**What the task asks:** Write out the article on the Turpins' court hearing word for word, from "Riverside County district" to "the [protective] order.".

**Page extract:**
::::::::

The Californian mother accused of torturing 13 siblings was seen smiling in court as a judge banned her and her husband from seeing their children.

Louise Turpin is accused along with David Turpin of keeping their malnourished children, aged between two and 29, chained to their beds for months at a time at their home in Perris.

Appearing at a court in Riverside County, a judge has now barred the couple from seeing their children until 2021 while the investigation into the alleged abuse and torture continues.

Riverside County district judge Emma Smith told the Turpins: "You must not harass, strike, threaten, assault, follow, stalk, molest, destroy or damage property of or disturb the peace of, keep under surveillance or block the entrance of the people listed in the [protective] order.

"You must not try to get their addresses or locations and must have no electronic, telephone or written communication. You must not contact them except through your lawyer. You can't use a third party other than your lawyer, including an investigator."

::::::::

**Data extract:**
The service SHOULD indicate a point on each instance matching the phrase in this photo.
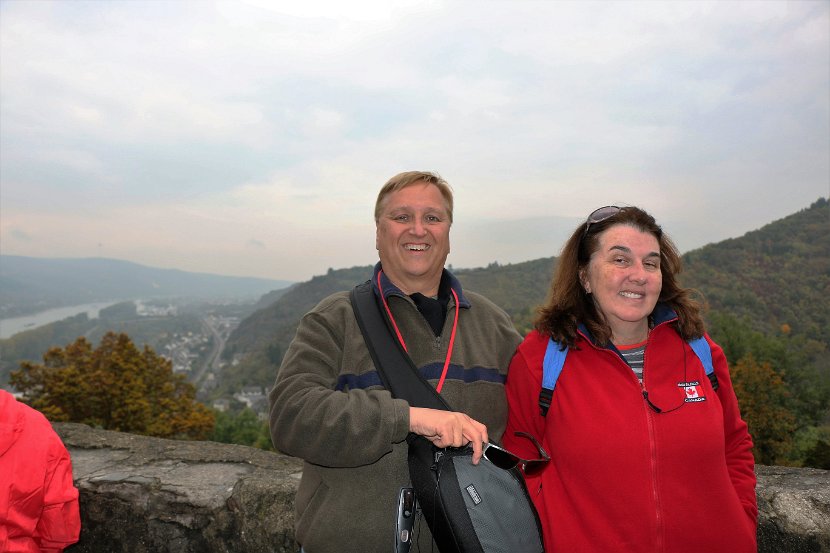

::::::::

**Result below:**
Riverside County district judge Emma Smith told the Turpins: "You must not harass, strike, threaten, assault, follow, stalk, molest, destroy or damage property of or disturb the peace of, keep under surveillance or block the entrance of the people listed in the [protective] order.